Dataset records:
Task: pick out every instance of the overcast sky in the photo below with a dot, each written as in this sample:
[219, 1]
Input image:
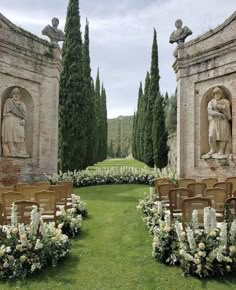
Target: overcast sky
[121, 35]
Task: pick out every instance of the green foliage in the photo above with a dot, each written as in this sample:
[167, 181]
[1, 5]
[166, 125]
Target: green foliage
[72, 113]
[159, 135]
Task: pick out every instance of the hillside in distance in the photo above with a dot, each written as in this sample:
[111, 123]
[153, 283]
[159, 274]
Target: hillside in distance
[119, 139]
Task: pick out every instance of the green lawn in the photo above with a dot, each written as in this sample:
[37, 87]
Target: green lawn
[118, 162]
[114, 251]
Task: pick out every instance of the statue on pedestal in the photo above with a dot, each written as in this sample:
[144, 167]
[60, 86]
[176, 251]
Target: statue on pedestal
[180, 33]
[219, 116]
[13, 126]
[53, 32]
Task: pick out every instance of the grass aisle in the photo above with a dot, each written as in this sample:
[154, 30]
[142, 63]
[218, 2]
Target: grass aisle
[114, 251]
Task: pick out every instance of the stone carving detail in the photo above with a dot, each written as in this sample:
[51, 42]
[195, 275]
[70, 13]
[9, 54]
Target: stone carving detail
[53, 32]
[13, 126]
[219, 116]
[179, 35]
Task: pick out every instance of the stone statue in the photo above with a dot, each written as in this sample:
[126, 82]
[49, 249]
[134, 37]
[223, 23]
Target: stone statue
[180, 33]
[53, 32]
[13, 126]
[219, 116]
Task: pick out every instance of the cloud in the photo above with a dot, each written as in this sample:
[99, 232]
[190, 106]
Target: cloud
[121, 37]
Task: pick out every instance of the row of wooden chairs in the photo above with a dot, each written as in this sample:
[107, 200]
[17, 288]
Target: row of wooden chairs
[199, 203]
[229, 185]
[49, 200]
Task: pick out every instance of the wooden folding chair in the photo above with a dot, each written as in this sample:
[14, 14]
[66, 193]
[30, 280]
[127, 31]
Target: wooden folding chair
[163, 191]
[8, 199]
[233, 181]
[47, 201]
[20, 185]
[231, 201]
[226, 185]
[209, 182]
[218, 197]
[197, 188]
[191, 204]
[184, 182]
[176, 196]
[23, 211]
[29, 192]
[42, 185]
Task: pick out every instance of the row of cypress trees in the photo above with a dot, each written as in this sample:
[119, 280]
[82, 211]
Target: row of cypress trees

TRY IT => Look at the records above. Copy every line where the string "with" occurs.

THE COMPLETED TASK =>
Task: pick out every instance of the overcast sky in the photo below with a dot, each written as in this sample:
Task: pick out every instance of the green foliage in the photo above with a dot, each written as in this sample:
Task: pick out every instance of the hillside in distance in the photo above with a dot, each written as in this sample:
Task: pick out every instance of the green lawn in the photo above with a dot, each written as in this sample:
Task: pick out every instance of the statue on pedestal in the photo above with a dot, each written as in this sample:
Task: pick out every instance of the grass aisle in the photo above with a dot, each written as in this sample:
Task: pick out every instance of the stone carving detail in the photo above with a dot, each written as in this sample:
Task: pick out every instance of the stone statue in the photo above with a dot, each written as in this sample:
Task: pick out every instance of the cloud in the photo above with a dot, each written as in this sample:
Task: pick out every instance of the row of wooden chairs in the photo above with a dot, each written as in this sample:
Task: pick out every instance of the wooden folding chair in the photo above with a dot, each written as in this sample:
Task: pick out every instance of the row of cypress trees in the photo above with a dot, each written as in this sample:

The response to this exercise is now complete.